Problem to work on: Return verbatim the lines starting at the line that contains "Every instance of the white cloud" and ending with the last line, both ends inclusive.

Record set:
"""

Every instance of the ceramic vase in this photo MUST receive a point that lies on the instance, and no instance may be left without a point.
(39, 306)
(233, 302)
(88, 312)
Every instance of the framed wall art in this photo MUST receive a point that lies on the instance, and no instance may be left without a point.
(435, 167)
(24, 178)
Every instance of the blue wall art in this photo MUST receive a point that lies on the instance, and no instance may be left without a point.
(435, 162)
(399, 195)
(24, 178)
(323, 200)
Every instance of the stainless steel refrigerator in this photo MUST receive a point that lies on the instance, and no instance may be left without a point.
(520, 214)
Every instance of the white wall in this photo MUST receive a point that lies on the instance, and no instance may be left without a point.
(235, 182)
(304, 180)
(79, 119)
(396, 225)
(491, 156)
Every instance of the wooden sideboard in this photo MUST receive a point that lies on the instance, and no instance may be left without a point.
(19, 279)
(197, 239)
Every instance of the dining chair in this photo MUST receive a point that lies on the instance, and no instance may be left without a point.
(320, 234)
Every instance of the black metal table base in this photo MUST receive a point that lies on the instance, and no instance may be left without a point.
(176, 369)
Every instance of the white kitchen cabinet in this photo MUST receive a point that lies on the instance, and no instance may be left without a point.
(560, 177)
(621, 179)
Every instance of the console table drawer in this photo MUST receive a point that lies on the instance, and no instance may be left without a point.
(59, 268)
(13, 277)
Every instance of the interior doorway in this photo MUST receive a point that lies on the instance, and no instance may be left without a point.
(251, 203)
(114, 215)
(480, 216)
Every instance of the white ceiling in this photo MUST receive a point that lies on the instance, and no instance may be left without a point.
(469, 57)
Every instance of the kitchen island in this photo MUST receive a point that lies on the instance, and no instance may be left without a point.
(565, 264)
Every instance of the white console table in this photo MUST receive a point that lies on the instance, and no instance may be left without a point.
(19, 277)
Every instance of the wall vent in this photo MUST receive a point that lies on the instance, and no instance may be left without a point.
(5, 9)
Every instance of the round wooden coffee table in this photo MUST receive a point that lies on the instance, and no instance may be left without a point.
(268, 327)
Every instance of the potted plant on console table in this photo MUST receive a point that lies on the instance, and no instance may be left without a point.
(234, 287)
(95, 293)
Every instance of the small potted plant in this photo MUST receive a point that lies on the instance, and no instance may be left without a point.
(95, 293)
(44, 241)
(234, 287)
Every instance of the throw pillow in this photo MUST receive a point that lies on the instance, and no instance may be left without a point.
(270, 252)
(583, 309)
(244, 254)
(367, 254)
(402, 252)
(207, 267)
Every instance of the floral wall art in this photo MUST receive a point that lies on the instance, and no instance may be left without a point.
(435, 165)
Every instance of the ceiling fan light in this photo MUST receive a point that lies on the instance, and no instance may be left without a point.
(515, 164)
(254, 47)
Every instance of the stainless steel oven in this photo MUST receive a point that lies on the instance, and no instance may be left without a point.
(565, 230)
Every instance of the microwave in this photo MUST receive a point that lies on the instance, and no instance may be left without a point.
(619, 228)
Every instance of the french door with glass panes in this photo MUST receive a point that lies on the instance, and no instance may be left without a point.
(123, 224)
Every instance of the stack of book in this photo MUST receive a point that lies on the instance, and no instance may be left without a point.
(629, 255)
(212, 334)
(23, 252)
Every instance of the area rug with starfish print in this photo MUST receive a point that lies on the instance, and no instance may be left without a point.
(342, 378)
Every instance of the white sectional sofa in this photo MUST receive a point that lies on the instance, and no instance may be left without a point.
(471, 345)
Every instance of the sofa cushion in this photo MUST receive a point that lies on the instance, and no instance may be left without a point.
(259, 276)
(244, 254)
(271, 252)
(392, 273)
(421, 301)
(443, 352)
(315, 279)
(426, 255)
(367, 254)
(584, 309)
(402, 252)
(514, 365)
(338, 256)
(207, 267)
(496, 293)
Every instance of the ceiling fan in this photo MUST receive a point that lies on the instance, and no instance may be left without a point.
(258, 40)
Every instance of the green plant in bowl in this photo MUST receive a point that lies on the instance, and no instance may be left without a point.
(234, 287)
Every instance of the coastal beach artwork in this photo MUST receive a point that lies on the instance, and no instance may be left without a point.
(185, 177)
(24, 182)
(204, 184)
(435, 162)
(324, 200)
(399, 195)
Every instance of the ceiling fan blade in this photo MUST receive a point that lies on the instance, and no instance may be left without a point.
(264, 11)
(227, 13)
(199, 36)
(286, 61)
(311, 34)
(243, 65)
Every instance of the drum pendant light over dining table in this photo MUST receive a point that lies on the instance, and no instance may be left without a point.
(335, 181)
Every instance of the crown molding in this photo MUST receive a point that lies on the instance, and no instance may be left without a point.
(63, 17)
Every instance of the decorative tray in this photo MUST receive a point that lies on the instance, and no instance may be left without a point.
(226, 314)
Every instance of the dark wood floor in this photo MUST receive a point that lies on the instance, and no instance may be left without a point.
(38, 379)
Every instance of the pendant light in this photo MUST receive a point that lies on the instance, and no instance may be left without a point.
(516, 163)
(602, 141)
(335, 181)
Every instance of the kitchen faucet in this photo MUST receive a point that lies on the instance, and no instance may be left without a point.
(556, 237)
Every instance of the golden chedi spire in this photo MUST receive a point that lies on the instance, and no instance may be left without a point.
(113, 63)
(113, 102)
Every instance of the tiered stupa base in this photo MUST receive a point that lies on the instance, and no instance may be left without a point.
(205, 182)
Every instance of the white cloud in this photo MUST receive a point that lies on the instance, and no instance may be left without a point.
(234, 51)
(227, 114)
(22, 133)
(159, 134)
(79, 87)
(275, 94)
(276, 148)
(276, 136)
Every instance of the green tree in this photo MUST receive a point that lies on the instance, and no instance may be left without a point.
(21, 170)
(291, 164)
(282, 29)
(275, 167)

"""

Task answer:
Every instance of the white cloud in this photo MUST receive a point that lies on the instance, and no instance may be left without a point.
(234, 51)
(227, 114)
(22, 133)
(159, 134)
(79, 87)
(275, 94)
(276, 148)
(276, 136)
Every instance of the green tree in this photo MUST receive a point that lies on the instance, and no instance may be left without a point.
(21, 170)
(291, 164)
(282, 29)
(275, 167)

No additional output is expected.